▶ [To be done]
**a)** In the extract on speech-based affect recognition, what language are the Baum-1a recordings in?
**b)** Go on with the extract on speech-based affect recognition from the point where it stops.

▶ [Extract to read]
Affective state cepstral mixed-lingual recognition Indian languages

Affect is regarded as a physiological term that describes an emotion or state of mind of an individual. Human affective state is featured with a change of tone and usually followed by physiological behavior change. Various factors responsible for this condition is confidence, health related issues, loss in family, break up in personal relations, self-esteem etc. [1]. Various modalities such as speech, facial expressions, heart rate, blood flow, body temperature can be used to recognize the human affective state. Of all these methods, the modality using speech is more popular as recording the data and storage is easier [2] [3]. In this work, various speech patterns are used to recognize the affective (also referred to be para-linguistic / emotional) state of the individual. The applications of the proposed work comprise call center applications, on-line tutoring, robotics, e-learning, marketing, entertainment, law etc. [4][5].

The important modules in any speech emotion recognition system are database, pre-processing, feature extraction and classification. The first module.ie database consist of a collection of speech sample recordings of a specific language with different emotions. Berlin (German language recordings)[6], eNTERFACE (English language recordings)[7], Savee (British English recordings) [8] have been the pioneering databases on which there have been many published works. Recently Baum-1a (Turkish language recordings) [9], MELD (English language recordings) [10] databases have been released. The second module of pre-processing involves mainly framing and windowing as speech is a non-stationary signal. Various normalization techniques and sometimes noise reduction mechanisms have been part of this module [11][12]. Various speech features or patterns are derived from the third module. Various prosodic, spectral, teager energy operated and voice quality features have been applied till date for affect recognition [13][14][15]. The extracted speech patterns are the input to the last stage i.e. Classifier that does the recognition task. Classical classifiers such as Gaussian Mixture model (GMM), Hidden Markov Model (HMM), Support Vector Machines (SVM) etc., deep learning classifiers such as convolutional neural networks (CNN), Recur-rent Neural Networks (RNN) etc and deep learning based classifier ensemble such as auto encoders, adversarial training, attention mechanism have been part of the final module of classification [16][17] [18].

▶ [Stored data]
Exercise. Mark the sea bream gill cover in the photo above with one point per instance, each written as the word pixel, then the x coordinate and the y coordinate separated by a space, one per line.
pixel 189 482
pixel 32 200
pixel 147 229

▶ [The responses]
**a)** Turkish.

**b)**
This work is focused on speech based affective state recognition in a mixed-lingual environment of Indian background. The key contributions in this work are as follows:

Creation of an in house mixed lingual emotional database with twenty four speakers in eleven diverse Indian languages

A unique cepstral and bispectral feature combination is proposed for affect recognition in mixed-lingual framework

The proposed mixed-lingual system is unique with three different emotion models investigated besides attainment of considerable performance of affect recognition

This article has state of the art discussed in Section 2, database creation explained in Section 3, overflow of work is described in Section 4, evaluation measures and experimental work with analysis put forth in Section 5 and 6. Finally, Section 7 has conclusion with future directions.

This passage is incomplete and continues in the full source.